● **Source excerpt**:
6.3 Network decomposition

We now discuss network decomposition. Again let \(\Sigma = (V,E,c)\) be an undirected network whose boundary \(\partial \Sigma \) consists of n components \(A_1, \ldots , A_n\). The following definitions will be useful.

Definition 5

  1. 1.

    The entropy ray\(R(\Sigma )\) associated with \(\Sigma \) is the ray generated by the entropy vector

    $$\begin{aligned} \left( S(A_1), \dots , S(A_1A_2),\dots ,S(A_1,\dots ,A_n) \right) \ , \end{aligned}$$
    (6.33)

    where each entry \(S(A_{i_1}\cdots A_{i_k})\) is the entropy of the boundary set \(A_{i_1}\cdots A_{i_k}\), i.e. the maximal flux out of \(A_{i_1}\cdots A_{i_k}\).

  2. 2.

    A network (or geometry) \(\Sigma \)realizes a ray R if \(R(\Sigma ) = R\).

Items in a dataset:
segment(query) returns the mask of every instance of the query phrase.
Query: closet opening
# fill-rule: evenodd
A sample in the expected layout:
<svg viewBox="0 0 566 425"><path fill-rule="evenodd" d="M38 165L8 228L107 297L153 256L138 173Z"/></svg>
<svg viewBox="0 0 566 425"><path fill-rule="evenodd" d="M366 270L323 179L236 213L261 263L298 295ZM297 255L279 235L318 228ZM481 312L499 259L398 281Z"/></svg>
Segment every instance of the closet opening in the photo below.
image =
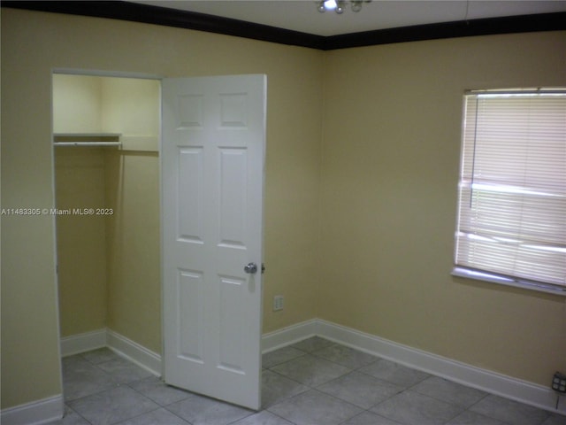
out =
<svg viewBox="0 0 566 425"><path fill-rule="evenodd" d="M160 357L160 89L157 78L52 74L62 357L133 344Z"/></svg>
---
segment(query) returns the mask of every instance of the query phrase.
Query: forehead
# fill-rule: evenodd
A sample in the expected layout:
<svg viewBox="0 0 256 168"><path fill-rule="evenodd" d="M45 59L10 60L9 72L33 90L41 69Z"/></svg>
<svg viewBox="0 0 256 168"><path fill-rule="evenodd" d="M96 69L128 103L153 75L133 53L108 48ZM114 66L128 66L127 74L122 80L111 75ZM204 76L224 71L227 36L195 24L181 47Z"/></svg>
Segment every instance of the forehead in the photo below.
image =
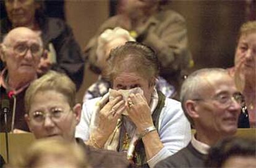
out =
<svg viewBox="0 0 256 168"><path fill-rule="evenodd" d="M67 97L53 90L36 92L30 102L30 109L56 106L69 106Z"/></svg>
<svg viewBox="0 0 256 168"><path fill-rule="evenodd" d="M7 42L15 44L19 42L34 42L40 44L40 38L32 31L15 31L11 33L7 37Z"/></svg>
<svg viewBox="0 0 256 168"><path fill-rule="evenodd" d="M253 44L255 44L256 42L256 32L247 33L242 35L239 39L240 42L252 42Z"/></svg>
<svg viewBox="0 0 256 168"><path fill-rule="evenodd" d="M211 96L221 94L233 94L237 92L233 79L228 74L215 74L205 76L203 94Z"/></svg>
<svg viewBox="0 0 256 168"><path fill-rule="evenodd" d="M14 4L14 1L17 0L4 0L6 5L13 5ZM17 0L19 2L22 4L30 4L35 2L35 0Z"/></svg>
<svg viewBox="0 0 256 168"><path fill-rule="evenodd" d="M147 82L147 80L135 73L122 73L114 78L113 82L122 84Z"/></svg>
==
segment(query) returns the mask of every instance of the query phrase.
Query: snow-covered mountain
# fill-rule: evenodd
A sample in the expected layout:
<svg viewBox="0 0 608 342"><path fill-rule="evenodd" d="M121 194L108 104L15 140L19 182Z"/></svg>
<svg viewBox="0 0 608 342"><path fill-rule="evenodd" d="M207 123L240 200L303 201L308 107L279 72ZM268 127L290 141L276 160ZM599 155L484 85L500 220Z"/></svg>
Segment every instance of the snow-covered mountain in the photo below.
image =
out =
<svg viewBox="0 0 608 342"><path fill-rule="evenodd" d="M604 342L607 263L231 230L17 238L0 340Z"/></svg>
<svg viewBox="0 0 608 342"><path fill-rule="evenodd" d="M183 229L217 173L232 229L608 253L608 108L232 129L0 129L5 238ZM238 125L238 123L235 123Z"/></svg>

● **Exercise goal**:
Answer these about the network decomposition excerpt:
1. What does the boundary of the network Σ consist of?
2. According to Definition 5, what is the entropy of a boundary set?
3. Under what condition does a network Σ realize a ray R?

● **Complete output**:
1. n components, A_1 through A_n.
2. The maximal flux out of that boundary set.
3. When R(Σ) = R.